Accueil Cultures

Festival de l’agriculture de conservation à Ligny: une vitrine aussi diversifiée qu’instructive

Un travail minimum du sol, une couverture maximale de celui-ci et une rotation des cultures adaptée. Ces principes fondent l’agriculture de conservation. Coup d’œil sur des exemples concrets.

Temps de lecture : 10 min

En réponse à l’intérêt croissant des agriculteurs pour les techniques de conservation des sols et au succès de la première édition en 2016, l’asbl Greenotec et les Services publics de Wallonie organisaient, mi-juin dernier, avec de nombreux partenaires, la seconde édition du Festival consacré à cette vaste thématique. Pendant deux jours, à Ligny (Sombreffe), de nombreux visiteurs ont ainsi eu l’opportunité d’arpenter une plateforme de 7 ha de cultures et de stands entièrement dédiés à des techniques et équipements innovants.

◆ **Données présentées**:

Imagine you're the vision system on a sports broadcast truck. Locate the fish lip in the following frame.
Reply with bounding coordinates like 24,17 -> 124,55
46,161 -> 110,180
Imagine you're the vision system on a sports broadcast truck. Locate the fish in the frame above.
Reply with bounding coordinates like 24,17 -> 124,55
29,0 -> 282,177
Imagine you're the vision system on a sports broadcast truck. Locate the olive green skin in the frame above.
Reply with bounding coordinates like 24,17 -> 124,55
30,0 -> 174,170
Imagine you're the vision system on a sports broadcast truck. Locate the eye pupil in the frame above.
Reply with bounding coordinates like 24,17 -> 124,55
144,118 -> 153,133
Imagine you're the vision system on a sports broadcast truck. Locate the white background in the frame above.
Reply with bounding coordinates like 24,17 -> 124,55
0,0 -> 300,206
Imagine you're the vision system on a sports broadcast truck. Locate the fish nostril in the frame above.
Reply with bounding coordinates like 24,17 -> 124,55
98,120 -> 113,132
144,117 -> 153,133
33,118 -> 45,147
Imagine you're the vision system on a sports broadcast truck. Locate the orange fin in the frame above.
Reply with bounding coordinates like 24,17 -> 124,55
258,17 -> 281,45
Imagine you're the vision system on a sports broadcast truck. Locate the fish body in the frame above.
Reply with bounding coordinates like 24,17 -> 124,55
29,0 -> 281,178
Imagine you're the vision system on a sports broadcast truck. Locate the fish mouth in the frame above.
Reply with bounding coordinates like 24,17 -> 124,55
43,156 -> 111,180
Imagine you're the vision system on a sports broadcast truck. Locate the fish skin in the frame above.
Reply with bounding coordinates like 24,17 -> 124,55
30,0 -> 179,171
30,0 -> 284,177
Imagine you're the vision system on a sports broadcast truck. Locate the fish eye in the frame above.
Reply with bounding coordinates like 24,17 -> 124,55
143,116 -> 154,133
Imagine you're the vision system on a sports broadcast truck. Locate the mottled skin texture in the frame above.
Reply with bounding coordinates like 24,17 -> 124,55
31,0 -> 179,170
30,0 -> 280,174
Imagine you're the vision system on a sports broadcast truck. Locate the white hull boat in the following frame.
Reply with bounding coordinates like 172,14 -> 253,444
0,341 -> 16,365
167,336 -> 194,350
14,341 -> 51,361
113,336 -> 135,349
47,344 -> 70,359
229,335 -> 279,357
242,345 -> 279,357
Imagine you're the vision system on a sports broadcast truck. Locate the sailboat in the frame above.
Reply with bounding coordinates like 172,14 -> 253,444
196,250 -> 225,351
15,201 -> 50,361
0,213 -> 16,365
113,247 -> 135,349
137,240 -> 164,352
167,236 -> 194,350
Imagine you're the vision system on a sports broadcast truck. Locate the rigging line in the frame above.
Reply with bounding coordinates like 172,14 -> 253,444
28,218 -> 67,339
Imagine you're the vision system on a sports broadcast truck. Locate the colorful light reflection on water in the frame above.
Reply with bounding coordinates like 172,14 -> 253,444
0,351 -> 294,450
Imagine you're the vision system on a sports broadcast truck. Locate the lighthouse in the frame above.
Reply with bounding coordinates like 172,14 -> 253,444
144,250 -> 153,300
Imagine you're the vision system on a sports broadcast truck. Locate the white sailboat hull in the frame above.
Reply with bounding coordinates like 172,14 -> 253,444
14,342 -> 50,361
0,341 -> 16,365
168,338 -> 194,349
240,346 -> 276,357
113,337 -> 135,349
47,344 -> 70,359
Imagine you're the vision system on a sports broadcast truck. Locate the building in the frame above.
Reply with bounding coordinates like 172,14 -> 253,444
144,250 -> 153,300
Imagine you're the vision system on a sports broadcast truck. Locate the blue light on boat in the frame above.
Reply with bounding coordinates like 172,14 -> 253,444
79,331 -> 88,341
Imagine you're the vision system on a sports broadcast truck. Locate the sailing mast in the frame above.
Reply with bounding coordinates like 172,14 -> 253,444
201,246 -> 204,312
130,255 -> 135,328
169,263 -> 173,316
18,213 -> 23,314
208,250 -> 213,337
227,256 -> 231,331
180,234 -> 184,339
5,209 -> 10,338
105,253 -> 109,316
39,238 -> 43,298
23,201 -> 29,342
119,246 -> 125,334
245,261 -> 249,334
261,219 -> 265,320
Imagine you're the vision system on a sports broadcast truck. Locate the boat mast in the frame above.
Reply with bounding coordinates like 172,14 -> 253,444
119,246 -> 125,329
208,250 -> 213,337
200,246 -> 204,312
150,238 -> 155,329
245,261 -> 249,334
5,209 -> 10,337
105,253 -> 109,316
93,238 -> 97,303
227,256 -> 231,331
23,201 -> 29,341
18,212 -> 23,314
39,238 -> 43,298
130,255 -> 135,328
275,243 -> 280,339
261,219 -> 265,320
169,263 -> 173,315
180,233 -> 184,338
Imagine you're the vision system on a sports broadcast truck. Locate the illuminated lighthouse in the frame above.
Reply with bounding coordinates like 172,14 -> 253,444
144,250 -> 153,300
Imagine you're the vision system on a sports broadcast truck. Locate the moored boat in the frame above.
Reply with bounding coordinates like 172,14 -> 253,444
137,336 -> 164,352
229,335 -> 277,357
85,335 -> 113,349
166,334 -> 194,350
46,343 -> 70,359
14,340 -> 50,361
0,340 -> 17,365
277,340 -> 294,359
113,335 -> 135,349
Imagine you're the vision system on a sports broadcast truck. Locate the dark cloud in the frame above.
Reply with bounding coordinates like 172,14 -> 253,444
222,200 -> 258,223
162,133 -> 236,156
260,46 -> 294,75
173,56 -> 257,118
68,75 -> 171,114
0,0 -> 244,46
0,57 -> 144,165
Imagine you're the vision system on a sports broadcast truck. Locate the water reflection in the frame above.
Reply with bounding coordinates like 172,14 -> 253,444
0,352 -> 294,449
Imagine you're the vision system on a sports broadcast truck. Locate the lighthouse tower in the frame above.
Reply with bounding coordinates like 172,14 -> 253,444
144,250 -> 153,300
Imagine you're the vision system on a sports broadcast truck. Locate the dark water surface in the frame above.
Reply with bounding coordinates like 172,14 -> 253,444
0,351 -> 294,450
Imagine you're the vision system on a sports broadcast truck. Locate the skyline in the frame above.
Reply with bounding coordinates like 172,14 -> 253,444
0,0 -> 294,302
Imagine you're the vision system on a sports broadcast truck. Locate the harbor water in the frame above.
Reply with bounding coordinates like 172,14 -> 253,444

◆ **Consignes**:
1. Modifiez le passage de l'extrait qui s'ouvre sur les mots contenant « Temps de lecture » et se ferme sur « et équipements innovants. » en remplaçant « deux jours » par « trois jours ».
2. D'après l'extrait, quelle superficie couvrait la plateforme de cultures et de stands proposée aux visiteurs à Ligny ?
Les données ne jouent aucun rôle dans ce travail.

◆ **Réponses aux consignes**:
1.
Temps de lecture : 10 min

En réponse à l’intérêt croissant des agriculteurs pour les techniques de conservation des sols et au succès de la première édition en 2016, l’asbl Greenotec et les Services publics de Wallonie organisaient, mi-juin dernier, avec de nombreux partenaires, la seconde édition du Festival consacré à cette vaste thématique. Pendant trois jours, à Ligny (Sombreffe), de nombreux visiteurs ont ainsi eu l’opportunité d’arpenter une plateforme de 7 ha de cultures et de stands entièrement dédiés à des techniques et équipements innovants.

2. 7 ha.